> _WORK TO COMPLETE_: Write out the lines from the line containing "Target: bubble on water" through the final line of the listing below, exactly, omitting every other line.

> _DATA EXCERPTS_:
___
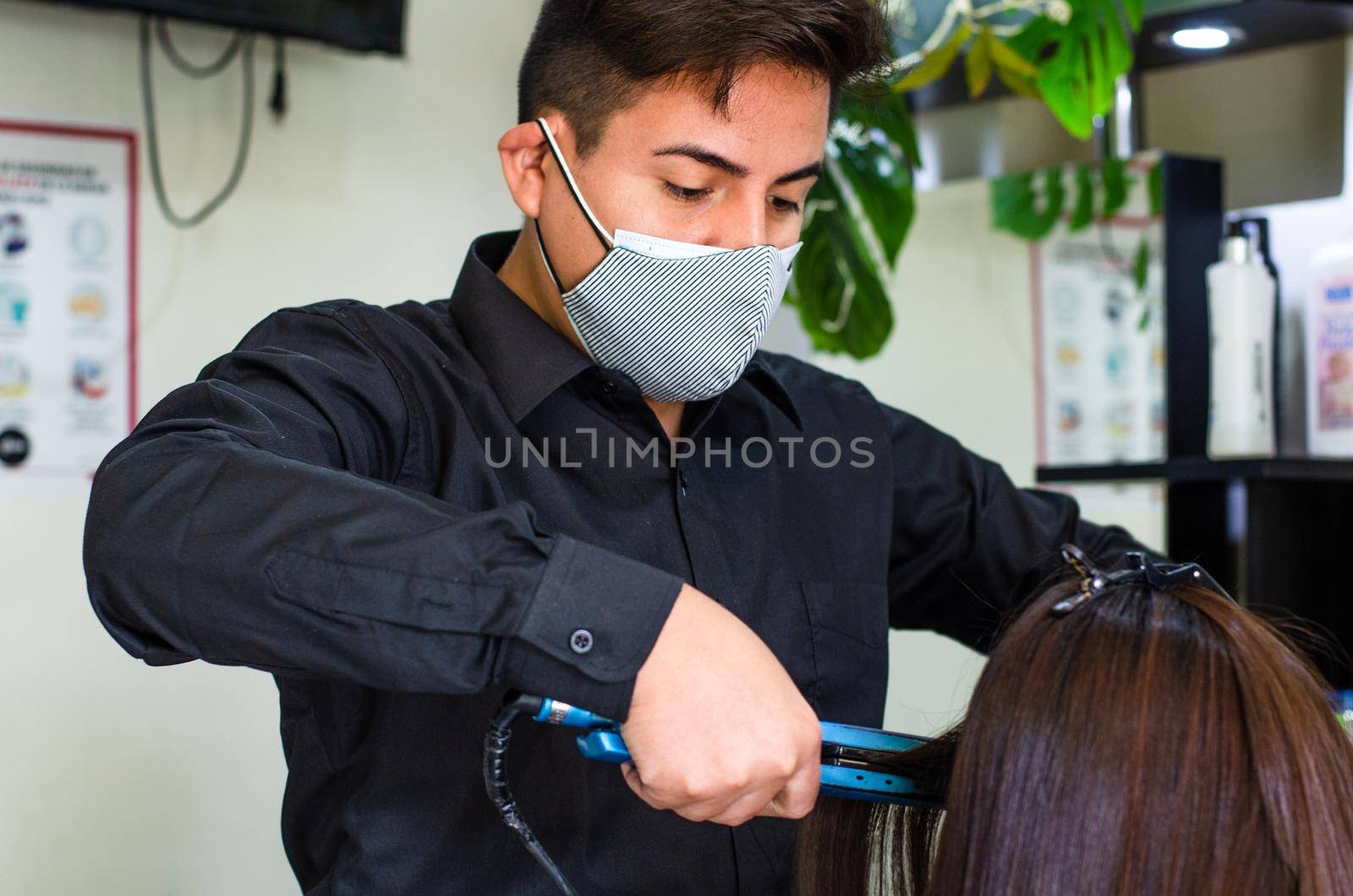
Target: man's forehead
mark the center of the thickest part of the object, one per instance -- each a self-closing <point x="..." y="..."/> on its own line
<point x="771" y="117"/>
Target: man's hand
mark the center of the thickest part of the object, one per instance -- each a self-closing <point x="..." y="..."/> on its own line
<point x="717" y="729"/>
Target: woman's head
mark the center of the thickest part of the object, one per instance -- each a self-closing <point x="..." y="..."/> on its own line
<point x="1147" y="742"/>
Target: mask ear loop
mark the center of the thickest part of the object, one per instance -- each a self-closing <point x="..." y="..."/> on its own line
<point x="606" y="243"/>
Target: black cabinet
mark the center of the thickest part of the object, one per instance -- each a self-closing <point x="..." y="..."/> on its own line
<point x="1274" y="531"/>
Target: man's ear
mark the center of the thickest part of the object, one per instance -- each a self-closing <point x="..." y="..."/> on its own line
<point x="523" y="150"/>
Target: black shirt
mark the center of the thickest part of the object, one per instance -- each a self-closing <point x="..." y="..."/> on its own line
<point x="358" y="500"/>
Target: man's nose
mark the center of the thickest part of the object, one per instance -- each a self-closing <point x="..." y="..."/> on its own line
<point x="742" y="225"/>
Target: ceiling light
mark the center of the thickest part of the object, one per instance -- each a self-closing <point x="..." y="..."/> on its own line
<point x="1202" y="38"/>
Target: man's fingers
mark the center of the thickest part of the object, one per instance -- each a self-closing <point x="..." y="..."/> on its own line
<point x="797" y="797"/>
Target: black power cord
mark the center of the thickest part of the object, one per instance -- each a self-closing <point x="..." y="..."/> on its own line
<point x="240" y="45"/>
<point x="496" y="780"/>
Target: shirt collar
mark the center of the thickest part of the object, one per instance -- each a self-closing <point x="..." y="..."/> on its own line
<point x="525" y="358"/>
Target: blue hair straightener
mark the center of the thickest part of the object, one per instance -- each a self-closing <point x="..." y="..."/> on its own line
<point x="852" y="754"/>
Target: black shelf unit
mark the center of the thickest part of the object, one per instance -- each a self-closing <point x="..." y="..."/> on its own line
<point x="1274" y="533"/>
<point x="1271" y="531"/>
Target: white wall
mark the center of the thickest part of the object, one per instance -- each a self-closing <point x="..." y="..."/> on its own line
<point x="122" y="779"/>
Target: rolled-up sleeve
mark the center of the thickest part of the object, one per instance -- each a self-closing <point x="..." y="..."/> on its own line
<point x="256" y="517"/>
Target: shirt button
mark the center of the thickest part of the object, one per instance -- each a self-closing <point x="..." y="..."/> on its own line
<point x="581" y="641"/>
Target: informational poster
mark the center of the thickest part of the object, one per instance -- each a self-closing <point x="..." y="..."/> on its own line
<point x="68" y="358"/>
<point x="1099" y="319"/>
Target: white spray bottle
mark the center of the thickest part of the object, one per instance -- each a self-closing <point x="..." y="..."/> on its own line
<point x="1241" y="302"/>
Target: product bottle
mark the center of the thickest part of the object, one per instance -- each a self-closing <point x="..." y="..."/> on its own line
<point x="1329" y="353"/>
<point x="1241" y="302"/>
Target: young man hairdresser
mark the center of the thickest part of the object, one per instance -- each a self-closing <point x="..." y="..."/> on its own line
<point x="575" y="477"/>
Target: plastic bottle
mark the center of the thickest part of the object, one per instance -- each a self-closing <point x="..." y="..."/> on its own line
<point x="1329" y="353"/>
<point x="1241" y="302"/>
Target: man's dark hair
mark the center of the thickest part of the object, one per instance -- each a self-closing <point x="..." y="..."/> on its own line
<point x="588" y="58"/>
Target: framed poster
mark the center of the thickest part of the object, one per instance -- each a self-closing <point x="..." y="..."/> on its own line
<point x="1099" y="332"/>
<point x="68" y="297"/>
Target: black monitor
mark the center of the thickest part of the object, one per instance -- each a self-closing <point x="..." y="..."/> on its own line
<point x="352" y="25"/>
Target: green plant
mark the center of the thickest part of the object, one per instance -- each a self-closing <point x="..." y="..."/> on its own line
<point x="1068" y="53"/>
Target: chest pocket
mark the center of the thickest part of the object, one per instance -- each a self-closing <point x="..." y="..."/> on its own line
<point x="849" y="624"/>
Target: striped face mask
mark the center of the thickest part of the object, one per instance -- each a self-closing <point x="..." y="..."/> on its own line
<point x="681" y="320"/>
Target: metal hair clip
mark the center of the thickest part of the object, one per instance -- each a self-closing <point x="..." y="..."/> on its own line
<point x="1141" y="569"/>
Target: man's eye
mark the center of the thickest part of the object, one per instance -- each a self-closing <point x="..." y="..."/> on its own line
<point x="685" y="194"/>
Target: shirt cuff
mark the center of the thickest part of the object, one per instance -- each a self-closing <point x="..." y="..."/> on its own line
<point x="589" y="628"/>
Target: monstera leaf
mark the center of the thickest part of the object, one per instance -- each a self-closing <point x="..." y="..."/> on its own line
<point x="1080" y="60"/>
<point x="1065" y="52"/>
<point x="856" y="222"/>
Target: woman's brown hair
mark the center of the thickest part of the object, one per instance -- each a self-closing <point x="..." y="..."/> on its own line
<point x="1148" y="742"/>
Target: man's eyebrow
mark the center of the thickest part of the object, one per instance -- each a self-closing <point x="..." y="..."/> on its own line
<point x="704" y="157"/>
<point x="807" y="171"/>
<point x="715" y="160"/>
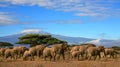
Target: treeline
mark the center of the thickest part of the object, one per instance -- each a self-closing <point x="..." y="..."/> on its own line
<point x="37" y="39"/>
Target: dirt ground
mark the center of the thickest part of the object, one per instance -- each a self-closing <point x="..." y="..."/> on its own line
<point x="60" y="64"/>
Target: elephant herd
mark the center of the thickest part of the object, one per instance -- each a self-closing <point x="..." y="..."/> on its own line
<point x="84" y="52"/>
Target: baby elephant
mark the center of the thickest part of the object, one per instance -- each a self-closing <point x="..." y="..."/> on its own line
<point x="27" y="55"/>
<point x="47" y="52"/>
<point x="75" y="54"/>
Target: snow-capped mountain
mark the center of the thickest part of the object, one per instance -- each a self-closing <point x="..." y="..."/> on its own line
<point x="71" y="40"/>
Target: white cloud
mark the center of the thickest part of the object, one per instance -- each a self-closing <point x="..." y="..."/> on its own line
<point x="31" y="31"/>
<point x="97" y="42"/>
<point x="79" y="7"/>
<point x="6" y="19"/>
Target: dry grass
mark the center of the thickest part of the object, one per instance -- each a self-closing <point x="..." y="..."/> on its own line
<point x="20" y="63"/>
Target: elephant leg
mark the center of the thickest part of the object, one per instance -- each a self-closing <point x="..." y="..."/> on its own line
<point x="95" y="58"/>
<point x="63" y="56"/>
<point x="78" y="57"/>
<point x="44" y="58"/>
<point x="50" y="58"/>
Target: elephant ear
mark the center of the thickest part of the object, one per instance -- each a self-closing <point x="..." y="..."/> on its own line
<point x="101" y="48"/>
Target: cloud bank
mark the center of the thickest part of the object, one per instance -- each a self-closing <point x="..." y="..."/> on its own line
<point x="79" y="7"/>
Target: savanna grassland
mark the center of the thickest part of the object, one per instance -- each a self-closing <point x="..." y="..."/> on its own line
<point x="61" y="63"/>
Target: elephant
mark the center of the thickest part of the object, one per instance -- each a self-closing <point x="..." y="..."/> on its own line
<point x="27" y="55"/>
<point x="110" y="51"/>
<point x="10" y="53"/>
<point x="32" y="51"/>
<point x="59" y="49"/>
<point x="75" y="54"/>
<point x="47" y="52"/>
<point x="94" y="52"/>
<point x="39" y="49"/>
<point x="19" y="50"/>
<point x="2" y="52"/>
<point x="82" y="49"/>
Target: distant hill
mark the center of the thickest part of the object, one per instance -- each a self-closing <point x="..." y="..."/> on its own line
<point x="71" y="40"/>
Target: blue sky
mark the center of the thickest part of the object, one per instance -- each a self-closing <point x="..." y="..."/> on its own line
<point x="77" y="18"/>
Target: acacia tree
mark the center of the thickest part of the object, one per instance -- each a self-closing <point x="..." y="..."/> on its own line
<point x="5" y="44"/>
<point x="37" y="39"/>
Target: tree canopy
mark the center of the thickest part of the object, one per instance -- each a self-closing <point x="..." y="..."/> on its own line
<point x="37" y="39"/>
<point x="5" y="44"/>
<point x="88" y="44"/>
<point x="116" y="47"/>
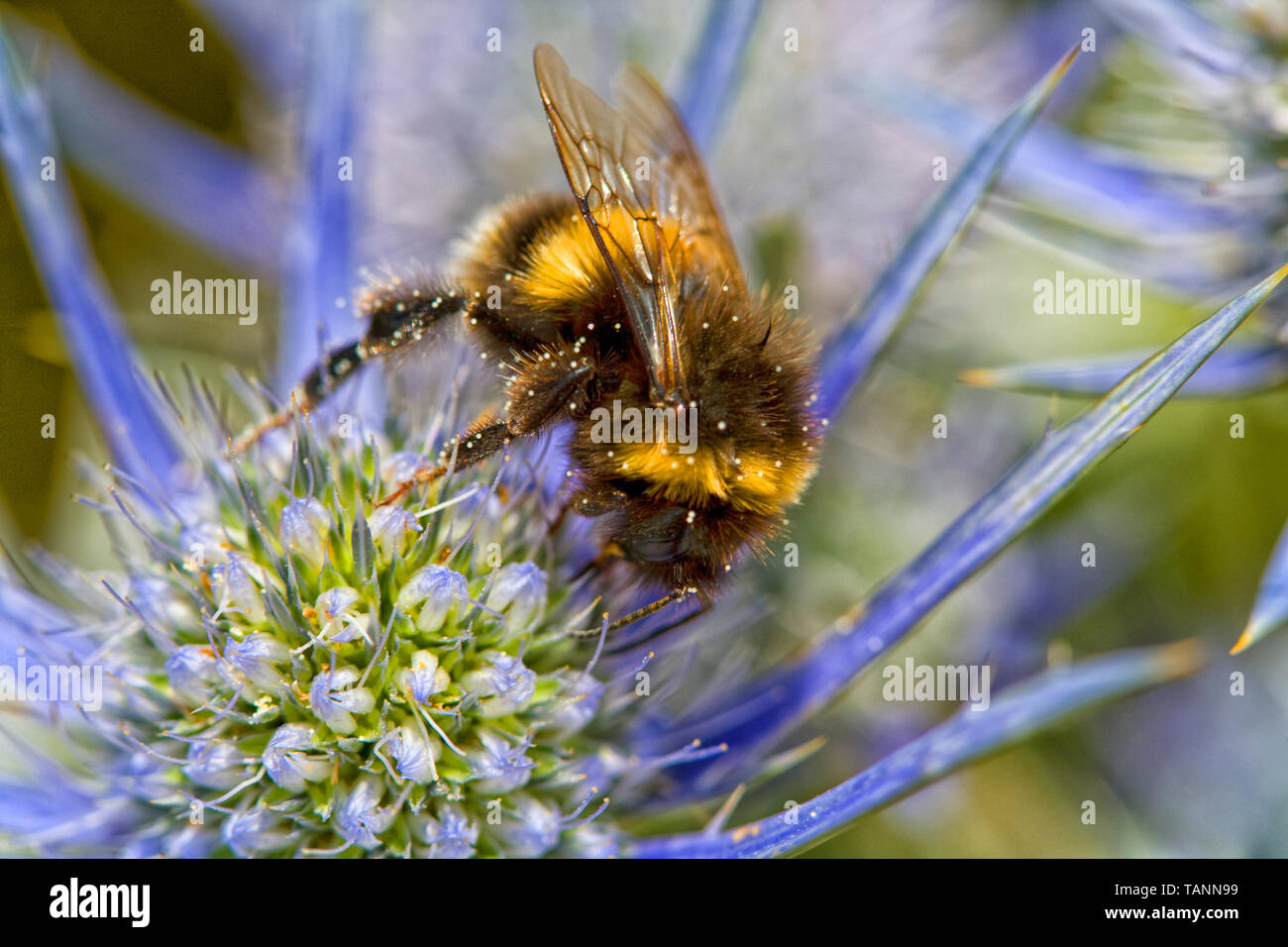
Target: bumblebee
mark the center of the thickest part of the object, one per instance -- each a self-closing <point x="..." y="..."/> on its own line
<point x="625" y="295"/>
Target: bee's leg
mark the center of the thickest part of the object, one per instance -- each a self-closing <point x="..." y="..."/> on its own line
<point x="662" y="629"/>
<point x="540" y="392"/>
<point x="398" y="313"/>
<point x="639" y="613"/>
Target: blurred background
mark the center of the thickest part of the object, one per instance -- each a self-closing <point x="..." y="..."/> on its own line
<point x="189" y="161"/>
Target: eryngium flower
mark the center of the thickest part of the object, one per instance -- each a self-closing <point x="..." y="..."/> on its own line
<point x="294" y="669"/>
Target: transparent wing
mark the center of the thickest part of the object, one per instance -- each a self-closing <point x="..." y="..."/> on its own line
<point x="636" y="175"/>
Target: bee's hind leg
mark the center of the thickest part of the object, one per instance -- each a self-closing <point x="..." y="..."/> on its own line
<point x="539" y="393"/>
<point x="398" y="312"/>
<point x="640" y="613"/>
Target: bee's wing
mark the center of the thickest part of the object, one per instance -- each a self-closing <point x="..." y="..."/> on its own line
<point x="643" y="165"/>
<point x="682" y="189"/>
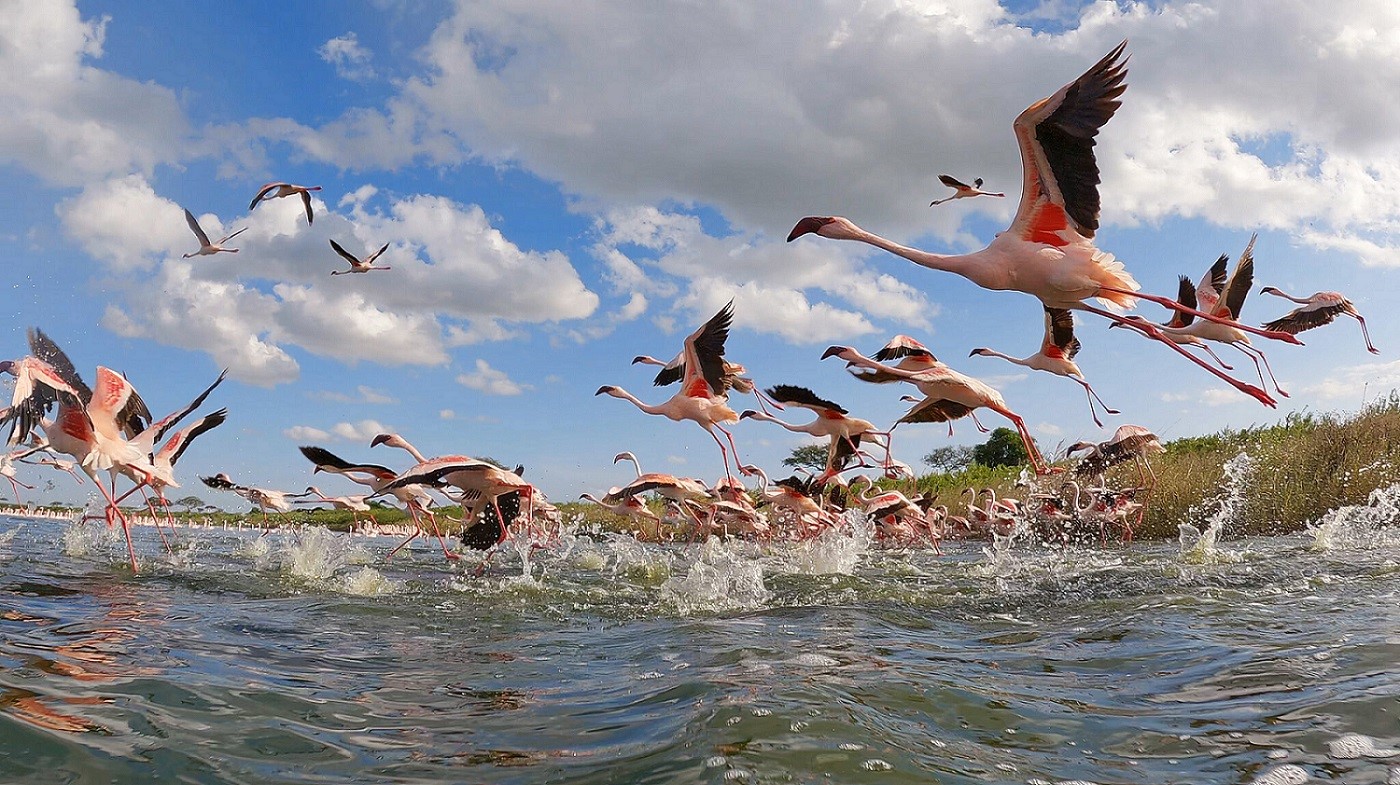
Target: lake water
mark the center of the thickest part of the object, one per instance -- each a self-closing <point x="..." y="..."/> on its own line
<point x="310" y="659"/>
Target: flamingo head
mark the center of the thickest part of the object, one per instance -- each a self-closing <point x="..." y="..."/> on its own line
<point x="823" y="225"/>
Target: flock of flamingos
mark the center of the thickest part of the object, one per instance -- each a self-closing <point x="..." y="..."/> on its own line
<point x="58" y="420"/>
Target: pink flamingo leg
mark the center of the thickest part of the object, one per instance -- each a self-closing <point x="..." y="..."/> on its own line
<point x="1150" y="330"/>
<point x="1175" y="305"/>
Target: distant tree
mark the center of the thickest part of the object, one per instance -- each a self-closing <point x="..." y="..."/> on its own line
<point x="948" y="459"/>
<point x="1001" y="448"/>
<point x="807" y="456"/>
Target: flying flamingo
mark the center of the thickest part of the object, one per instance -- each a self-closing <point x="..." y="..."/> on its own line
<point x="1318" y="309"/>
<point x="1056" y="356"/>
<point x="356" y="263"/>
<point x="1229" y="304"/>
<point x="949" y="395"/>
<point x="1047" y="251"/>
<point x="832" y="421"/>
<point x="415" y="498"/>
<point x="277" y="191"/>
<point x="205" y="246"/>
<point x="961" y="189"/>
<point x="702" y="396"/>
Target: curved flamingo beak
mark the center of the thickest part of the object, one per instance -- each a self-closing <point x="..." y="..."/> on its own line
<point x="808" y="225"/>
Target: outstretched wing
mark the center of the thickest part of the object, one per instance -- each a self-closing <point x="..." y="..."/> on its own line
<point x="1056" y="136"/>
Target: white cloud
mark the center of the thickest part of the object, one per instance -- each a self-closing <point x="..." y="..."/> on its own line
<point x="69" y="122"/>
<point x="350" y="59"/>
<point x="490" y="381"/>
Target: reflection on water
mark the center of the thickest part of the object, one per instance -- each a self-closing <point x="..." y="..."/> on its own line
<point x="307" y="658"/>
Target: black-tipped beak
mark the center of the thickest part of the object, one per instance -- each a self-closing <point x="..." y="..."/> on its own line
<point x="807" y="225"/>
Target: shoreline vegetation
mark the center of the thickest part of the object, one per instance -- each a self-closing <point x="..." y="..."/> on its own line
<point x="1295" y="472"/>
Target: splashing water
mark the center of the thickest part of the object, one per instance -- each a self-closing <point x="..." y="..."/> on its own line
<point x="1358" y="525"/>
<point x="724" y="577"/>
<point x="1199" y="546"/>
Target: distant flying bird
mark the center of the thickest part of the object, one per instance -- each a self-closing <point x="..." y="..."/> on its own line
<point x="1056" y="356"/>
<point x="356" y="263"/>
<point x="205" y="246"/>
<point x="1049" y="252"/>
<point x="277" y="191"/>
<point x="1318" y="309"/>
<point x="962" y="191"/>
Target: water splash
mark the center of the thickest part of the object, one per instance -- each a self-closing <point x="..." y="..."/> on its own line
<point x="1360" y="525"/>
<point x="1199" y="546"/>
<point x="724" y="577"/>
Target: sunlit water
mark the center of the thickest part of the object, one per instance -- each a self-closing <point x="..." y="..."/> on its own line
<point x="308" y="658"/>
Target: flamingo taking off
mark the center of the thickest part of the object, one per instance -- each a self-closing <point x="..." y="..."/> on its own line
<point x="1315" y="311"/>
<point x="1056" y="356"/>
<point x="277" y="191"/>
<point x="1049" y="252"/>
<point x="702" y="398"/>
<point x="205" y="246"/>
<point x="961" y="189"/>
<point x="356" y="263"/>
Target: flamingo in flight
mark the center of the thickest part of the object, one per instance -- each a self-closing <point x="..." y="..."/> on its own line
<point x="205" y="246"/>
<point x="1049" y="252"/>
<point x="356" y="263"/>
<point x="1318" y="309"/>
<point x="702" y="398"/>
<point x="832" y="420"/>
<point x="948" y="393"/>
<point x="961" y="189"/>
<point x="1056" y="356"/>
<point x="277" y="191"/>
<point x="1229" y="304"/>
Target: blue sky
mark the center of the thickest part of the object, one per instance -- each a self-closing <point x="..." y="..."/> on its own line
<point x="562" y="191"/>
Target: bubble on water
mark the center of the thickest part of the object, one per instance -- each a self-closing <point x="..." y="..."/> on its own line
<point x="1358" y="745"/>
<point x="367" y="582"/>
<point x="1360" y="525"/>
<point x="1200" y="546"/>
<point x="723" y="578"/>
<point x="815" y="659"/>
<point x="1287" y="774"/>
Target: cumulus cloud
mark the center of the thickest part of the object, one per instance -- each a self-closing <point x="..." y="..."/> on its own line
<point x="490" y="381"/>
<point x="349" y="58"/>
<point x="69" y="122"/>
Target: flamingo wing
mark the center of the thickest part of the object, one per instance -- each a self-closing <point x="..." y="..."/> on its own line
<point x="179" y="441"/>
<point x="704" y="354"/>
<point x="1186" y="295"/>
<point x="1238" y="286"/>
<point x="193" y="227"/>
<point x="1060" y="340"/>
<point x="262" y="193"/>
<point x="346" y="255"/>
<point x="802" y="396"/>
<point x="1056" y="137"/>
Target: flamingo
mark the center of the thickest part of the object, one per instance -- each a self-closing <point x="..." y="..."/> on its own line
<point x="949" y="395"/>
<point x="732" y="375"/>
<point x="832" y="420"/>
<point x="702" y="396"/>
<point x="415" y="498"/>
<point x="277" y="191"/>
<point x="1316" y="309"/>
<point x="961" y="189"/>
<point x="356" y="263"/>
<point x="205" y="246"/>
<point x="1056" y="356"/>
<point x="265" y="498"/>
<point x="1049" y="252"/>
<point x="1229" y="304"/>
___
> _CORRECT RESULT_:
Target: bubble on water
mark the center of the thickest part of the object, one per instance -- each a self-closing <point x="..." y="..."/> on its own line
<point x="1358" y="745"/>
<point x="367" y="582"/>
<point x="1360" y="525"/>
<point x="1200" y="546"/>
<point x="723" y="578"/>
<point x="815" y="659"/>
<point x="1287" y="774"/>
Target: cumulus cloud
mark the center of the thickest part of the object, one per instance -- each a self-closing <point x="..." y="..."/> on its own line
<point x="490" y="381"/>
<point x="349" y="58"/>
<point x="69" y="122"/>
Target: flamingo wing
mark the center of the thickest part of the object, one per instance -- each a self-closing <point x="..." y="..."/> on its own line
<point x="179" y="441"/>
<point x="704" y="354"/>
<point x="1186" y="295"/>
<point x="1238" y="286"/>
<point x="193" y="227"/>
<point x="1060" y="340"/>
<point x="262" y="193"/>
<point x="346" y="255"/>
<point x="802" y="396"/>
<point x="1056" y="137"/>
Target: flamingo
mark the center of the thickest part of the object, one per instance -- each a self-closing <point x="..." y="..."/> on its own line
<point x="949" y="395"/>
<point x="732" y="375"/>
<point x="832" y="420"/>
<point x="702" y="396"/>
<point x="415" y="498"/>
<point x="277" y="191"/>
<point x="1316" y="309"/>
<point x="961" y="189"/>
<point x="356" y="263"/>
<point x="205" y="246"/>
<point x="1056" y="356"/>
<point x="265" y="498"/>
<point x="1049" y="252"/>
<point x="1229" y="304"/>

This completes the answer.